Excerpted passage
CDRs are highlighted as grey rectangles and VH and VL domains are labelled. a Mutational frequency of the screened scFvWFL* library reveals 12 residues with a mutational frequency greater than two standard deviations from the average value (2σ). Nine occur in VH and three in VL. b The mutation frequency profile for screened scFvLi33 reveals only three sites with a mutational frequency >2σ. c The mutational frequency of the evolved VL domain, JTO, reveals 10 residues with a mutational frequency >2σ. All profiles use IMGT numbering. The cumulative mutational frequency is normalised to 1 for each dataset. Residues showing high mutational frequencies (>2σ) are labelled in each case. Datasets are pooled from two independent experiments. Source data are provided as a Source Data file.
Summary of the 12 most frequently substituted residues after directed evolution of the scFvWFL* library.

Source data
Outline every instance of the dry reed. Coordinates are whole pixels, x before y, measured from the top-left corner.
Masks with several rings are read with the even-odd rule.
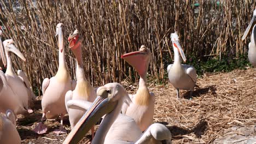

What you need to do
Extend the passage on mutational frequencies in the evolved antibody fragments, picking up after its final sentence. The listing plays no part in this work.

Exercise response
| Residue | RSAa | Most frequently observed aa substitution | Mutation frequency of most often observed mutation | Expected frequency of most often observed mutationb | Amino acid substitutions observedc,d | Available residues with single DNA base changed |
|---|---|---|---|---|---|---|
| F30 | 0.07 | S | 0.81 | 0.41 | SL | IVLFCSY |
| W35 | 0.63 | R | 0.93 | 0.90 | RG | LCGSR |
| F36 | 0.66 | S | 0.60 | 0.41 | SL(V | IVLFCSY |
| I56 | 0.09 | V | 0.50 | 0.43 | VT(LF) | IVLFMTSN |
| I57 | 0.01 | T | 0.66 | 0.44 | TNV | IVLFMTSN |
| I59 | 0.44 | T | 0.60 | 0.43 | TNVF | IVLFMTSN |
| F62 | 0.45 | S | 0.60 | 0.43 | SLY | IVLFCSY |
| I110 | 0.19 | T | 0.82 | 0.43 | TV(LFM) | IVLFMTSN |
| L112c | 0.65 | P | 1.00 | 0.83 | P | IVLFPHR |
| K18LC | 0.81 | E | 0.52 | 0.44 | ERNQ | ITEQNKR |
| N57LC | 0.18 | D | 0.73 | 0.43 | DS | ITSYHDNK |
| I71LC | 0.24 | T | 0.62 | 0.43 | TVN | IVLFMTSN |
aRSA = relative surface area (0 = completely buried residue, 1 = maximally solvent exposed residue (see Methods)).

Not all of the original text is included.